● **SET PROBLEM**
Output the material as a JSON list of strings, one string per line with blank lines omitted, starting at its first line and running through the line with "(413, 99), (438, 157)".

## Start ENTRIES SHOWN

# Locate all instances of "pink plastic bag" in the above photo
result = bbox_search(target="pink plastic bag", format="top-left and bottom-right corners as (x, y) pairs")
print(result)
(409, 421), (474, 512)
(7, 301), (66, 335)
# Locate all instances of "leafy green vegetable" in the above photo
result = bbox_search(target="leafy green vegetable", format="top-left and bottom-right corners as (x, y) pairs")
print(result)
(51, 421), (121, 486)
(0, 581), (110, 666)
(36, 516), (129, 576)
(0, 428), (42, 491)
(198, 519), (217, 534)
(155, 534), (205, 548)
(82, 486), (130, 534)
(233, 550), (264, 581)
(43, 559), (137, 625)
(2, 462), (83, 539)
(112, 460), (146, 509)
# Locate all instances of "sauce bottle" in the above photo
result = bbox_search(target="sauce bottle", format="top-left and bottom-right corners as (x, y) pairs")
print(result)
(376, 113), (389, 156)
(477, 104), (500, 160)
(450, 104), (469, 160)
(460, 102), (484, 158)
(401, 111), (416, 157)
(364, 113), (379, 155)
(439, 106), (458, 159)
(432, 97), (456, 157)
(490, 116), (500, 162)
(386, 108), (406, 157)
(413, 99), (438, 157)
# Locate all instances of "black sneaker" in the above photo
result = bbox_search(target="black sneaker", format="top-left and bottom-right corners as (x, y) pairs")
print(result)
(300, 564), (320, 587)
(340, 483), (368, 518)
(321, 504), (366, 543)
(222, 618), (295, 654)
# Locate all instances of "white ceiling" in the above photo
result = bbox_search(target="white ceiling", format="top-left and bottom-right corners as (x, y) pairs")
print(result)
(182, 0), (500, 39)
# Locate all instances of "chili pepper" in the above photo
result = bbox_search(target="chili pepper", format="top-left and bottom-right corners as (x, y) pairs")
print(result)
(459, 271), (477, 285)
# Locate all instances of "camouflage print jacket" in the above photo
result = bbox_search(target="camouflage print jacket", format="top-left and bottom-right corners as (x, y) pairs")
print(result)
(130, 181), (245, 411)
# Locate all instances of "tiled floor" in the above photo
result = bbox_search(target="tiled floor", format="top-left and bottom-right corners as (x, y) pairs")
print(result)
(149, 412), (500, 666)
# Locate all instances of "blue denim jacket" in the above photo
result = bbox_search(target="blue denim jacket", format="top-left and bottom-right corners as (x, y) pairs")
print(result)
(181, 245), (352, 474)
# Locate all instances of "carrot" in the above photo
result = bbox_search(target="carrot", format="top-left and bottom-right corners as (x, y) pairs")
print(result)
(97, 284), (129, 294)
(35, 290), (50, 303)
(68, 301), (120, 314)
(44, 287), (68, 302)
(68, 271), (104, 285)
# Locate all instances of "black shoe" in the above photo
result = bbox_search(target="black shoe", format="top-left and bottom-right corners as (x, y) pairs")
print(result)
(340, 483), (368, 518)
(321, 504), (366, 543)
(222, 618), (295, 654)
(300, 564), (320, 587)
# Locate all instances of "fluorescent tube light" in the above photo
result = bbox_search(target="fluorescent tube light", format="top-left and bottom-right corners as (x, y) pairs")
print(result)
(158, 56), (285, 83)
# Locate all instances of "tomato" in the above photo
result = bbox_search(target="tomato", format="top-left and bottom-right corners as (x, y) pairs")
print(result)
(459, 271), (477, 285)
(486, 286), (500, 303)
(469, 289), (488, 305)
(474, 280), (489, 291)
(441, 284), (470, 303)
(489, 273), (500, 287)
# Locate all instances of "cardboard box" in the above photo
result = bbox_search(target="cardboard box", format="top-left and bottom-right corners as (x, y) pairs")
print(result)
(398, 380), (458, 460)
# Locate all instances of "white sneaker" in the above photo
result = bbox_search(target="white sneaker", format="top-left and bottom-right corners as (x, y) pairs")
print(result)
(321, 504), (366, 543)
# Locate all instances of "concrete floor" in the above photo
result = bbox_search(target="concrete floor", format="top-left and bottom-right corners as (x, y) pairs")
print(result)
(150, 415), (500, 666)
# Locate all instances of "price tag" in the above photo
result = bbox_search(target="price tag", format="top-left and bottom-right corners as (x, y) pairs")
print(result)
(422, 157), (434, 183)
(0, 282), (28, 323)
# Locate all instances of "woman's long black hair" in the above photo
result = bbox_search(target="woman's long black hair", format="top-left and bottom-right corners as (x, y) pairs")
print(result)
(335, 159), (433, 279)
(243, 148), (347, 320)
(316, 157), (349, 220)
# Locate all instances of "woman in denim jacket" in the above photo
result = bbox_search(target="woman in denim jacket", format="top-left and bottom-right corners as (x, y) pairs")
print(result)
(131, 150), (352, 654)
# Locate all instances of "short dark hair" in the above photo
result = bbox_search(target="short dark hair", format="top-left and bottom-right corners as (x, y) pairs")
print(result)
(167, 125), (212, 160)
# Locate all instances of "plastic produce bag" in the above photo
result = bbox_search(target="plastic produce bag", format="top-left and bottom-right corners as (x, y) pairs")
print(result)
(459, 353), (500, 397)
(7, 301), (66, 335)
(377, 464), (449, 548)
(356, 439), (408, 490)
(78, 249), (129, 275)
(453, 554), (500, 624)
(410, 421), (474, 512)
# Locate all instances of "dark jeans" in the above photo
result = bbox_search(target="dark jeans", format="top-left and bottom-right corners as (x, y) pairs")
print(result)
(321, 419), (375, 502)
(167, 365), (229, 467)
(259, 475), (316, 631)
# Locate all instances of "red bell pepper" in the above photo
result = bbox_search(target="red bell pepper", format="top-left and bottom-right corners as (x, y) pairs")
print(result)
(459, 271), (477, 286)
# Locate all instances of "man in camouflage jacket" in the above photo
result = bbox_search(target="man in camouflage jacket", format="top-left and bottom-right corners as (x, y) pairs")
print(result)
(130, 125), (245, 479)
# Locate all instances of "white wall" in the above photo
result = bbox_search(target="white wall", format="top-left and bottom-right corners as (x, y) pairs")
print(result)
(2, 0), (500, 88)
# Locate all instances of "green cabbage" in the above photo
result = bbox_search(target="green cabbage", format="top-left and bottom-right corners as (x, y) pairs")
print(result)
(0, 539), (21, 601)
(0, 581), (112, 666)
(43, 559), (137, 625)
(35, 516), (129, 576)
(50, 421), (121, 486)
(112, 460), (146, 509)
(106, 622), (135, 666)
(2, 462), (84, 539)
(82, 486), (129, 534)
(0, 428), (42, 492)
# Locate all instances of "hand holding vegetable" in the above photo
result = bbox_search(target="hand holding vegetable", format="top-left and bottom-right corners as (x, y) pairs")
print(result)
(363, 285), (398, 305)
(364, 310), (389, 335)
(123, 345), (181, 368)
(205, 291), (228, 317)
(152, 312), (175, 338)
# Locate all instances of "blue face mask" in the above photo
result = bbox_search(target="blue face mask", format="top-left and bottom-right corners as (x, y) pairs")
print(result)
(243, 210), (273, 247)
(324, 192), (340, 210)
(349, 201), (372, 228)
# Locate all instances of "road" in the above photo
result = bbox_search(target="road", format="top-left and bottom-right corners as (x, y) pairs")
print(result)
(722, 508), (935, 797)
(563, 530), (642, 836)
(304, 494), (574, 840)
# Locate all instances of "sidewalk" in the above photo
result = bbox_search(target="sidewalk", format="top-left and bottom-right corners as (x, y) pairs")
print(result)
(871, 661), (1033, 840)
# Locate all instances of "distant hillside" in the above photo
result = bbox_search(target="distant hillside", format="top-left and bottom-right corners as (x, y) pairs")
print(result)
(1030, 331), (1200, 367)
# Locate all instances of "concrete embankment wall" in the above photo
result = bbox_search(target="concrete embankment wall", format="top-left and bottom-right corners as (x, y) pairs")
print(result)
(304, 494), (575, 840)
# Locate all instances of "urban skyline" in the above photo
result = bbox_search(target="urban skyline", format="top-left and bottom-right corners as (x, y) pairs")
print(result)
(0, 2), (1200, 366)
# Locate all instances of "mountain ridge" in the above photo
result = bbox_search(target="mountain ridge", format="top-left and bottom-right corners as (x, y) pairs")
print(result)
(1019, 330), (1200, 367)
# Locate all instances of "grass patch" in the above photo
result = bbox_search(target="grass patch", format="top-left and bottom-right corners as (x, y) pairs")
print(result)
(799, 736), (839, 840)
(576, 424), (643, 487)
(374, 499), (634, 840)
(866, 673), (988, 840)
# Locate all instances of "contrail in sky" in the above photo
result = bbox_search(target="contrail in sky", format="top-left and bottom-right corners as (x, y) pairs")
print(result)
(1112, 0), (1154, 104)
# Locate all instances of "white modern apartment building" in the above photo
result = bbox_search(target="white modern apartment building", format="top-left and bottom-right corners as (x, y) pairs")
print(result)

## End ENTRIES SHOWN

● **TASK SOLUTION**
[
  "# Locate all instances of \"pink plastic bag\" in the above photo",
  "result = bbox_search(target=\"pink plastic bag\", format=\"top-left and bottom-right corners as (x, y) pairs\")",
  "print(result)",
  "(409, 421), (474, 512)",
  "(7, 301), (66, 335)",
  "# Locate all instances of \"leafy green vegetable\" in the above photo",
  "result = bbox_search(target=\"leafy green vegetable\", format=\"top-left and bottom-right corners as (x, y) pairs\")",
  "print(result)",
  "(51, 421), (121, 486)",
  "(0, 581), (110, 666)",
  "(36, 516), (129, 576)",
  "(0, 428), (42, 491)",
  "(198, 519), (217, 534)",
  "(155, 534), (205, 548)",
  "(82, 486), (130, 534)",
  "(233, 550), (264, 581)",
  "(43, 559), (137, 625)",
  "(2, 462), (83, 539)",
  "(112, 460), (146, 509)",
  "# Locate all instances of \"sauce bottle\" in the above photo",
  "result = bbox_search(target=\"sauce bottle\", format=\"top-left and bottom-right corners as (x, y) pairs\")",
  "print(result)",
  "(376, 113), (389, 156)",
  "(477, 104), (500, 160)",
  "(450, 104), (469, 160)",
  "(460, 102), (484, 158)",
  "(401, 111), (416, 157)",
  "(364, 113), (379, 155)",
  "(439, 106), (458, 159)",
  "(432, 97), (456, 157)",
  "(490, 116), (500, 162)",
  "(386, 108), (406, 157)",
  "(413, 99), (438, 157)"
]